%%
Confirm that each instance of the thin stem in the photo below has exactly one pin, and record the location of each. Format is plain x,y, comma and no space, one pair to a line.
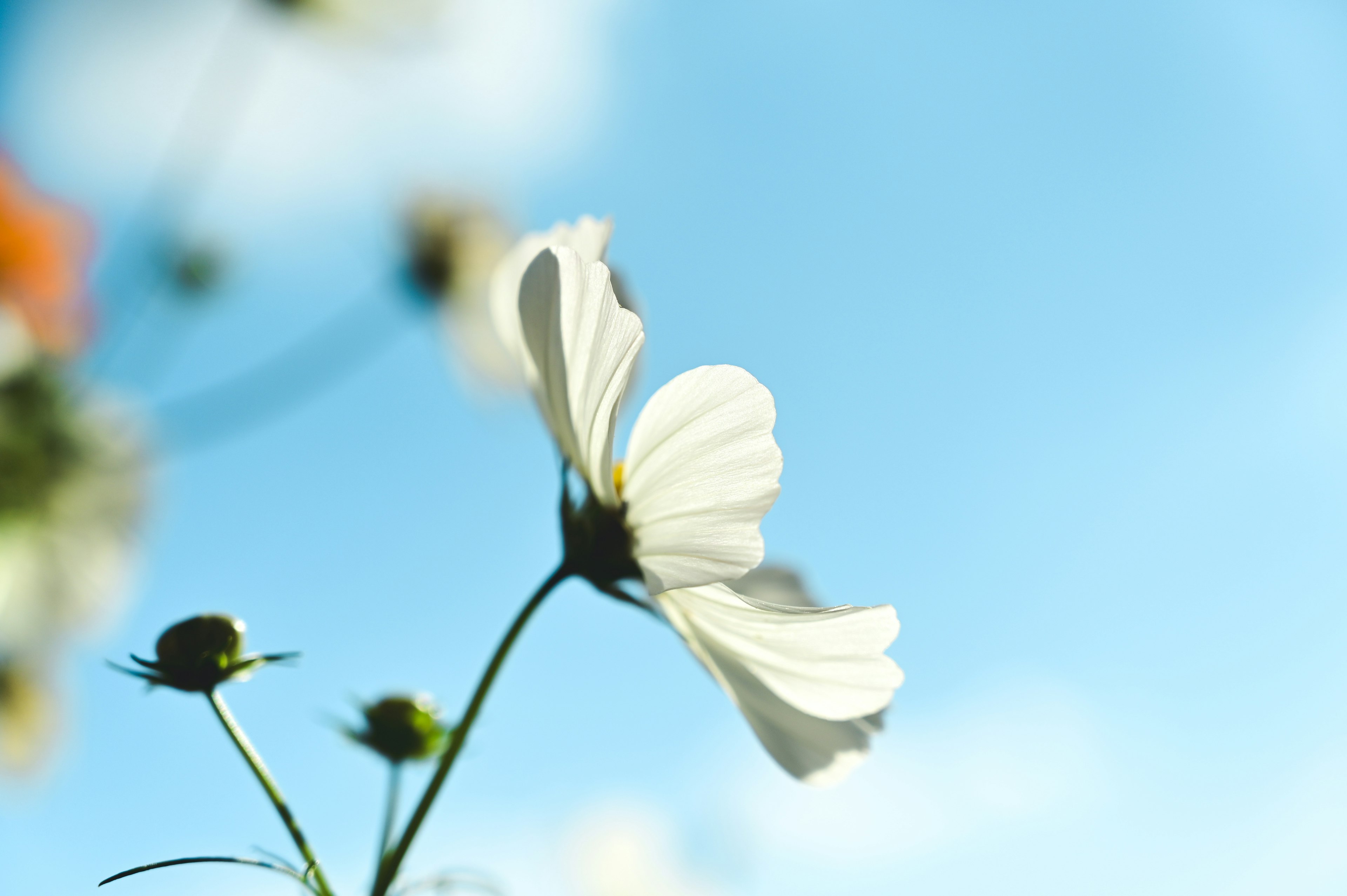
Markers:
228,860
220,95
269,785
388,870
395,779
320,360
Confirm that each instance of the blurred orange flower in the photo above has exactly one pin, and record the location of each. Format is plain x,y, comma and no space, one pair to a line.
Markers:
45,250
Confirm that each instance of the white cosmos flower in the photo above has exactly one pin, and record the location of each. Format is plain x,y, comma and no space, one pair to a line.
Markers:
72,480
588,236
685,511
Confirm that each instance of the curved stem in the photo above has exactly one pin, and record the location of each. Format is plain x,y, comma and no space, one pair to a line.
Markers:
217,100
269,785
332,352
388,870
395,779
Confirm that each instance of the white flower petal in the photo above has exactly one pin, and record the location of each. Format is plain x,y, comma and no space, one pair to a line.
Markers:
27,716
701,471
827,662
818,751
582,345
588,236
62,571
774,584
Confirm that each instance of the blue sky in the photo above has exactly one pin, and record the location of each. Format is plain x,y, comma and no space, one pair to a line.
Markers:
1052,299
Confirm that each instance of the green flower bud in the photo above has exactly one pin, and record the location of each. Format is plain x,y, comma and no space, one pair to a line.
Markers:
402,728
202,653
41,443
598,544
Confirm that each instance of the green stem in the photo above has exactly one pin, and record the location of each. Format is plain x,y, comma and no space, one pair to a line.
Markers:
269,785
393,862
390,813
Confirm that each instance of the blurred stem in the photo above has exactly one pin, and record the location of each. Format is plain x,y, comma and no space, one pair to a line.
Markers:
269,785
388,870
333,351
395,781
221,91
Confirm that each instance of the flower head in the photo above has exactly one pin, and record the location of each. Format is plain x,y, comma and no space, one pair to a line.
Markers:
27,713
701,464
43,255
683,514
201,654
402,728
72,481
588,238
452,251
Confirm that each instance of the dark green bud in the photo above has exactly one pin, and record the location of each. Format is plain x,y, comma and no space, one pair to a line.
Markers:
197,270
598,544
402,728
41,444
202,653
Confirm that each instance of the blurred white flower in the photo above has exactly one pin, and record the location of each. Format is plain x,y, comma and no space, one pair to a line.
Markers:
27,713
453,250
72,479
630,851
396,19
683,512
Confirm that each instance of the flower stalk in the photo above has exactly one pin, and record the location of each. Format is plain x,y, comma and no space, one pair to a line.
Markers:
394,860
269,785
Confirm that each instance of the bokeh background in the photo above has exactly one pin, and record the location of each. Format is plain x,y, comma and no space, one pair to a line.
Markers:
1052,298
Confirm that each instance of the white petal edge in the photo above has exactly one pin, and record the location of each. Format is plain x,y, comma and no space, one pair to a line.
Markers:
818,752
588,236
827,662
582,345
774,584
702,469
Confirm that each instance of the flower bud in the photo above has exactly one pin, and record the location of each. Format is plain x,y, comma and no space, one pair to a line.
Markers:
598,544
202,653
402,728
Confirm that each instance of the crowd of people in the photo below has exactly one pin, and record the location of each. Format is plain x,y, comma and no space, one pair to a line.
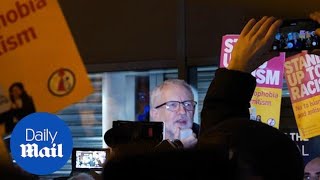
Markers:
227,145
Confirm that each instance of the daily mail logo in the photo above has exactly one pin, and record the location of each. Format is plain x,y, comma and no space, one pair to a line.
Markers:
41,143
32,150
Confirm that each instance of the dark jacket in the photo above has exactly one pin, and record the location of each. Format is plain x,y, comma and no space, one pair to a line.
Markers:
257,149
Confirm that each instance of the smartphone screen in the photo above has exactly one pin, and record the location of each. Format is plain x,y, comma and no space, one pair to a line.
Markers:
296,35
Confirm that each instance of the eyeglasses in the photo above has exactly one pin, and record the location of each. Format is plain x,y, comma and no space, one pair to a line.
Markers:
174,105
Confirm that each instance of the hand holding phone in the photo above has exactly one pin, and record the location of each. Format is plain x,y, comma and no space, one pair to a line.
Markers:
297,35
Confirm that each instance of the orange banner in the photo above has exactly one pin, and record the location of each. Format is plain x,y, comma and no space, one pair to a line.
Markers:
40,67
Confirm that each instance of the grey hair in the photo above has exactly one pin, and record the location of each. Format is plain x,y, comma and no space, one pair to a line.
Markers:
157,90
%%
Exactly as written, give again every line from the one containing "Confirm that each instance of the flower bud" through the last line of the material, both included, with the pictures left out.

Confirm that each instance of the flower bud in the photo above has exactly one pin, and record the location of each. Format is plain x,y, comma and no space, one pair to a line.
Markers:
598,544
202,653
402,728
Confirm that each instance of the crowd of people in the photo below has exactly one pin, and record the location of each. Format is plain x,y, comma and no space, one pair to a line.
Markers:
227,145
Confirm that each instance of the daily mail logo in the photo above has exactly one pin, and record the location of each. Format is plain x,y, comma and no space, one pair to a line.
Markers:
41,143
32,150
Confirm that each instance of the dark jacket in the photo above has exactly one pin, and record the location of each. Format is plain x,y, comma and no space, one pair to a line.
Markers:
257,149
Confirm that each instance of the smartphone screen in the photo above has exactly one pin, and record the location of each. Format is plain x,y, comma and no space, one pair to a line.
Markers:
296,35
Confirm that each instance of the eyeglasses in the photo above has exactly one pin, and record the location of each. Format is plain x,y, comma and no space, one pair to a line.
Markers:
174,105
Confirm that each instance of the hand holding phone in the photo above has exactly one pin, and record the location of each. Format is plain x,y, comma and no space, one pair to a line.
Markers:
297,35
Confirm that each instance of the orange banner in the photo above has exactly one pin, and record the location of each. Format is plain x,y, comma and no space, one pair to a line.
Markers:
40,67
Confirm that each instance of the grey hair in the photo above has exactly one pin, and record the location of each. Format is plain x,y, comma and no space, one pair to a line.
Markers:
157,90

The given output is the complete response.